**Extracted text**
•••••

By Ruby Marie Marsh ’17
During the last year, the Humanities Council’s 2022 Flash Grants have launched 24 projects by faculty, staff, and students. These initiatives, which explored a wide array of topics, received funding from the David A. Gardner ’69 Magic Grant to transform research and community, and to reimagine how people can connect over the pursuit of knowledge on and off campus. Several projects are highlighted below.
Empowering Campus Dancers
For her Flash Grant project “The Dancer’s Health Initiative,” Amaya Dressler ’25 began strengthening support systems for Princeton University student dancers. She organized a series of workshops for undergraduates, with subjects ranging from managing academics to preparing for professional dance careers.
In one workshop at the beginning of the school year, juniors and seniors shared advice with first-year students about how to balance dance and studying in college. Another workshop featured a dinner, where attendees received tips on well-being from Carinthia Bank ’17, a professional ballerina turned mental health professional.
Dressler also planned events with outside experts. Ana Bracilovic (Princeton Spine and Joint Center), doctor and founder of the Princeton Dance Medicine Center, spoke alongside physical therapist and dance medicine specialist Allison Jackson (Penn Medicine Princeton Medical Center) and outpatient rehab manager Megan Advani (Penn Medicine Princeton Medical Center) about injury prevention. Princeton University Arts Fellow Christopher “Unpezverde” Núñez (Lewis Center for the Arts), a visually impaired choreographer, advocated for increasing accessibility in the dance community to people with disabilities. Dancer Nicole Sabella (Mark Morris Dance Group) shared practices for improving body image and nutrition.
Dressler framed her project as the start of a grander endeavor. She hopes to provide ongoing resources about the often overlooked issue of physical and mental health within the dance community at and beyond the University.
Digitizing the Legacy of Medieval Ukraine
In their Flash Grant project, “Incorporating Ukrainian Cultural Heritage into the Index of Medieval Art Database,” Maria Alessia Rossi (Art & Archaeology) and Pamela Patton (Art & Archaeology) supported a Ukrainian scholar whose work has been disrupted by the war.
A Byzantine iconography expert who fled Ukraine in February 2022, Julia Matveyeva contributed to the online database of the University’s Index of Medieval Art. Matveyeva catalogued mosaics and paintings from St. Sophia in Kyiv, an influential Ukrainian cathedral deemed a UNESCO world heritage site.
Until now, the Index had possessed only print records of the monument, consisting of index cards along with black and white photos, dating back to the 1940s. Matveyeva’s digital additions made the images, as well as their metadata, accessible to the many off-campus researchers who use the catalogue.

•••••

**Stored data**
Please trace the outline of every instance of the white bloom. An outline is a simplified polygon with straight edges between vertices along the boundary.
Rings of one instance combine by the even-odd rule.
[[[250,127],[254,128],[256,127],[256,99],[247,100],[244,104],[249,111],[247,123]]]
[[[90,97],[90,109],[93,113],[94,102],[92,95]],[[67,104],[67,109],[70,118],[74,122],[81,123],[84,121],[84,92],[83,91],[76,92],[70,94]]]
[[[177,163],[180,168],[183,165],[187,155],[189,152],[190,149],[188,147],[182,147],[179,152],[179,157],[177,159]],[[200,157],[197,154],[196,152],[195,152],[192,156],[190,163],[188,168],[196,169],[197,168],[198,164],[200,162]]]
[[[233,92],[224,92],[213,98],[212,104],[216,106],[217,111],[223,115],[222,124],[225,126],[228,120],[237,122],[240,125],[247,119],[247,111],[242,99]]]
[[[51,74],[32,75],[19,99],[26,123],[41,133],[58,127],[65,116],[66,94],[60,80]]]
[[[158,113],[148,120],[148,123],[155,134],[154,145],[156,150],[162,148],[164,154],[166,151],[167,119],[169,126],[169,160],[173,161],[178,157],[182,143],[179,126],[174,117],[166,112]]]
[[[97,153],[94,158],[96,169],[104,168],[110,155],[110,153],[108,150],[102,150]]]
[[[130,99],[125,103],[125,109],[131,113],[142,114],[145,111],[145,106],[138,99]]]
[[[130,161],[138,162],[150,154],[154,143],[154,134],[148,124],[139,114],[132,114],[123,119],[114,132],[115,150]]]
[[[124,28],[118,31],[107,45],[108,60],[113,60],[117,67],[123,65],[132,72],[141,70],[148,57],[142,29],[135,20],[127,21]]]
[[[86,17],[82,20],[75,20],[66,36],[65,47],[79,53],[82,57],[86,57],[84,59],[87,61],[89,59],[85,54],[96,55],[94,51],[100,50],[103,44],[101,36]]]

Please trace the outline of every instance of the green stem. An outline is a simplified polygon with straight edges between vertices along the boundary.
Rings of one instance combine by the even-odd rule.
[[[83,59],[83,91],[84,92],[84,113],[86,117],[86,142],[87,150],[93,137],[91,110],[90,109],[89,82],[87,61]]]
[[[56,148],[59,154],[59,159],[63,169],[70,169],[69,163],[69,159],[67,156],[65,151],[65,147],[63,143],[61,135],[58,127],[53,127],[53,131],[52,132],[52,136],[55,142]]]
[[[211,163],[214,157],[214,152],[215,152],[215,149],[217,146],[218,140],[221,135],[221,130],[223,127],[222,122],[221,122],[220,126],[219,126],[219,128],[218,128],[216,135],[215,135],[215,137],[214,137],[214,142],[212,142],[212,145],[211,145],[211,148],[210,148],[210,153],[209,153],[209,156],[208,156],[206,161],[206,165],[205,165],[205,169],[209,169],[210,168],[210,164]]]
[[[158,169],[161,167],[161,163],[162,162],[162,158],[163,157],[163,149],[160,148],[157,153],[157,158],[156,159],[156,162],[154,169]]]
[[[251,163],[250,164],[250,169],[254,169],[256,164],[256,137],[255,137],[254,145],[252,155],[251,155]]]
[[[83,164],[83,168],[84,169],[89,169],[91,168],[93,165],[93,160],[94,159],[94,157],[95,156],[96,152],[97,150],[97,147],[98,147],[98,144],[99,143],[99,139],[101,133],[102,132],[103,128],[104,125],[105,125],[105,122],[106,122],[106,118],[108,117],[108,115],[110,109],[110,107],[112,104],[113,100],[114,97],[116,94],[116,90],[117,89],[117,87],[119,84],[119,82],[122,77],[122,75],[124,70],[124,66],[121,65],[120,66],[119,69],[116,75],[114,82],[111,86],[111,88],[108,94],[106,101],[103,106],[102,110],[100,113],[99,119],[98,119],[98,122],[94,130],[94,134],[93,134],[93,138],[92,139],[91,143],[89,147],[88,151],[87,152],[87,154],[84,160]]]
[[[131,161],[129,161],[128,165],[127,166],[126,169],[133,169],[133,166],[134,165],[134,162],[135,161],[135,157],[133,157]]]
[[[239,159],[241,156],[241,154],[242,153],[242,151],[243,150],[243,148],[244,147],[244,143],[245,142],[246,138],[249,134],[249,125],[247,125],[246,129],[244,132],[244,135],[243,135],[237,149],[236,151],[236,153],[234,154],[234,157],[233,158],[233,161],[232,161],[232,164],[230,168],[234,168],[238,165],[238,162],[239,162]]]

•••••

**What to do**
a. In the Flash Grants article, which cathedral's mosaics and paintings did Julia Matveyeva catalogue?
b. Carry the Flash Grants article on from its last sentence.
You can leave the rows aside.

**Set of answers**
a. St. Sophia in Kyiv.

b.
Constructing Felted Architecture
In search of new ways to work with renewable and organically growing, degradable materials, V. Mitch McEwen (Architecture) collaborated with graduate student research assistants Laura Fegely (Architecture) and Kaleb Houston (Architecture) on the project “Felting Algorithms.”
The team devised algorithms to prototype the design and fabrication of felted architecture and to translate needle-felting into robotic paths as well as Computer Numerically Controlled cuts and scores. One step involved the design and fabrication of 3D printed parts for attaching felting needles to the arms of the ABB robots in the Architectural Lab.
By the end, they discovered more advanced techniques for handling pressed wool felt. The findings could affect insulation; formwork, in which people build structures for shaping concrete poured into them; or cladding, which bonds one metal to another. Students can now examine the prototypes, which McEwen has displayed in the Biofabrication shed, the smallest lab on campus, for further study.
Preserving History and Culture in Peru
Daniela Salcedo Arnaiz (Spanish and Portuguese) initiated a mobile community library and a creative writing space in the Southern Peruvian Andes for her Flash Grant project, “Literary Peru: Promoting Critical Citizenship Through Creative Reading and Writing.” With travel and lodging funded by the Department of Spanish and Portuguese, she visited two peasant communities, Mullak’as-Misminay and Kacllaraccay.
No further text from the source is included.